> Problem to work on
Swap "place a marker on" for "put a pin on" throughout the items below, and repeat every line otherwise unchanged.

Named-object pointing items:

______________________________

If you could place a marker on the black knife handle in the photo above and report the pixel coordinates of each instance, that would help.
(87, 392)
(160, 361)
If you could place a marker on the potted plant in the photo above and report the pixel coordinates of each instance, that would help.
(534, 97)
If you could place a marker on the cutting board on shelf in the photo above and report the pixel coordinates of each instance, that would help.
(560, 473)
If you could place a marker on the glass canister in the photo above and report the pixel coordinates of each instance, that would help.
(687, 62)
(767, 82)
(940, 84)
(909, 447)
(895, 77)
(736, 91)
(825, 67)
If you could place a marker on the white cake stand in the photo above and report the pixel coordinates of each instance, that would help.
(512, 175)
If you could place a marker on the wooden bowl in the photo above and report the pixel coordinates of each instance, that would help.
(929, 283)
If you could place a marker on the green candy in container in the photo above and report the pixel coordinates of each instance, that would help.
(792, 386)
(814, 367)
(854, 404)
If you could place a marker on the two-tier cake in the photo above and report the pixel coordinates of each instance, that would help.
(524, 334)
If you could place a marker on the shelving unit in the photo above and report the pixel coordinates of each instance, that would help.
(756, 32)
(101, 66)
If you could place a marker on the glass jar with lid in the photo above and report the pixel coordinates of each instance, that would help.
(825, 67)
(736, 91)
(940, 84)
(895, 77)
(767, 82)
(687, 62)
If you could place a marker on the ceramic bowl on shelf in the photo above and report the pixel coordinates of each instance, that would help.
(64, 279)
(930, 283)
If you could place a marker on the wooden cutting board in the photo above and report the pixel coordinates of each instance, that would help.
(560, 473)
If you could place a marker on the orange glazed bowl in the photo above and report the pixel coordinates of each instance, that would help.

______________________________

> Exercise answer
If you could put a pin on the black knife handle in the photo above and report the pixel coordinates of each instance, that would help.
(87, 392)
(160, 361)
If you could put a pin on the potted plant in the photo above and report the pixel coordinates of each instance, that would help.
(534, 97)
If you could put a pin on the cutting board on shelf in the photo above and report the pixel coordinates of each instance, that would help.
(560, 473)
If you could put a pin on the glass canister in the photo above and report the pixel coordinates of each instance, that would help.
(687, 62)
(767, 82)
(940, 84)
(909, 447)
(895, 77)
(736, 91)
(825, 67)
If you could put a pin on the white cake stand in the photo above and report the pixel coordinates of each instance, that would help.
(512, 175)
If you could put a pin on the wooden bowl in the photo above and report the pixel coordinates of each instance, that would help.
(929, 283)
If you could put a pin on the green candy in container in the photo above and report the pixel coordinates of each instance, that would help.
(792, 386)
(814, 367)
(854, 404)
If you could put a pin on the two-tier cake in the photo above and report the pixel coordinates of each instance, that would help.
(524, 334)
If you could put a pin on the shelving unit in the photo above and report the pixel coordinates of each instance, that would help.
(756, 32)
(101, 66)
If you could put a pin on the glass jar with lid in the photo above and report the pixel coordinates of each instance, that would help.
(825, 67)
(736, 91)
(940, 84)
(895, 77)
(767, 82)
(687, 62)
If you could put a pin on the ceramic bowl on shelf in the photo above and report the pixel coordinates of each instance, that would help.
(64, 279)
(930, 283)
If you could put a pin on the wooden cutting board in the photo above and report the pixel coordinates of each instance, that would help.
(560, 473)
If you could put a pin on the orange glazed bowl in the photo above and report the pixel coordinates of each instance, that would help.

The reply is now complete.